— Requirement 1 —
Can you retype, character for character, the part of the records below that opens with the line containing "Task: annotate every instance of the sky" and runs through the final line of the records?
** start Source **
Crime in California refers to crime occurring within the U.S. state of California.

State statistics
In 2019, there were 1,096,668 crimes reported in California including 1,679 murders, 14,720 rapes and 915,197 property crimes. In 2019, there were 1,012,441 arrests of adults and 43,181 arrests of juveniles in California.

In 2014, 1,697 people were victims of homicides. 30% of homicides were gang-related, 28% were due to an unspecified argument, 9% were domestic, and 7% were robbery related. The rest were unknown. In 2017 the violent crime rate in California rose 1.5% and was 14th highest of the 50 states.

By location

Los Angeles 

In 2010, Los Angeles reported 293 homicides. The 2010 number corresponds to a rate of 7.6 per 100,000 population. Murders in Los Angeles have decreased since the peak year of 1993, when the homicide rate was 21.1 (per 100,000 population).

Legal procedure 

As one of the fifty states of the United States, California follows common law criminal procedure. The principal source of law for California criminal procedure is the California Penal Code, Part 2, "Of Criminal Procedure."
** end Source **
** start Records for processing **
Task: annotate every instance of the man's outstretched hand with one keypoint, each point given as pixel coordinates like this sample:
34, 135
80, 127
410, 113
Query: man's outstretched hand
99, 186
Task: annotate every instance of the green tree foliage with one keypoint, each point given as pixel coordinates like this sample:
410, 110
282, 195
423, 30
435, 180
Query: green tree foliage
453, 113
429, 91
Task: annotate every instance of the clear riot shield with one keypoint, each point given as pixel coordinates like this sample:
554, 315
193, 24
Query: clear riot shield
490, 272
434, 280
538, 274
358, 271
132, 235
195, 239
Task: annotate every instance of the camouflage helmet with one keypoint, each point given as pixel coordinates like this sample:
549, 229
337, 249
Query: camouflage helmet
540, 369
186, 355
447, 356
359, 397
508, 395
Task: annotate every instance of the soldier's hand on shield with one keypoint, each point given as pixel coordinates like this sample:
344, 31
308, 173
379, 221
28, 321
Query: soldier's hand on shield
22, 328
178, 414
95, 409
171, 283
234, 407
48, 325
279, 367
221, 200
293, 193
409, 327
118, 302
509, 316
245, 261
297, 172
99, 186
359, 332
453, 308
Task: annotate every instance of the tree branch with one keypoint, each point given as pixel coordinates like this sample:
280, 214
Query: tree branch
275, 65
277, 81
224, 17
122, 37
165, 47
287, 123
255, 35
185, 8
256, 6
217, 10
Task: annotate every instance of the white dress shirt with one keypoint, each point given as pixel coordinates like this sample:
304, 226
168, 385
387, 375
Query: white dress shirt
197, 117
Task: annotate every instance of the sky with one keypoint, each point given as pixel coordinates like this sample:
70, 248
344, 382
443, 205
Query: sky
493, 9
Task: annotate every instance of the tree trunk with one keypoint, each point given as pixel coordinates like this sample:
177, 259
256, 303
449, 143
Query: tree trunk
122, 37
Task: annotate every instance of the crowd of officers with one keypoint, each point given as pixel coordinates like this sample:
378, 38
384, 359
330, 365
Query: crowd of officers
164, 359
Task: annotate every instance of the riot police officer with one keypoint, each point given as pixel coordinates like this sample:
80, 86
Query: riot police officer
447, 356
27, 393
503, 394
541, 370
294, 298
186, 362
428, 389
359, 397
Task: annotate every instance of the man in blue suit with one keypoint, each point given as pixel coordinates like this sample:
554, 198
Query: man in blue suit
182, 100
** end Records for processing **
— Requirement 2 —
Could you echo, word for word, the part of the text on crime in California above that opens with the words "State statistics" and closes with "the 50 states."?

— Problem solution 1 —
Task: annotate every instance of the sky with one keypoint, each point given as pixel coordinates like this sample:
70, 248
344, 382
443, 205
Query: sky
493, 9
Task: annotate every instance of the tree trunk with one keypoint, each point given as pixel coordinates like this sample:
177, 259
256, 303
449, 143
Query: tree trunk
122, 37
Task: annotate every instance of the crowd of officers with one keypoint, each point given as pixel coordinates like this sample:
378, 38
384, 359
330, 365
Query: crowd of officers
164, 359
Task: annotate every instance of the riot police officer with one keypoint, each point given as pixel coordinates like this sample:
80, 86
Query: riot police officer
447, 356
27, 393
503, 394
541, 370
294, 298
186, 362
428, 389
359, 397
Task: annotate every instance of the man in blue suit with one keypoint, each point given as pixel coordinates like this sample:
554, 198
Query: man in blue suit
182, 100

— Problem solution 2 —
State statistics
In 2019, there were 1,096,668 crimes reported in California including 1,679 murders, 14,720 rapes and 915,197 property crimes. In 2019, there were 1,012,441 arrests of adults and 43,181 arrests of juveniles in California.

In 2014, 1,697 people were victims of homicides. 30% of homicides were gang-related, 28% were due to an unspecified argument, 9% were domestic, and 7% were robbery related. The rest were unknown. In 2017 the violent crime rate in California rose 1.5% and was 14th highest of the 50 states.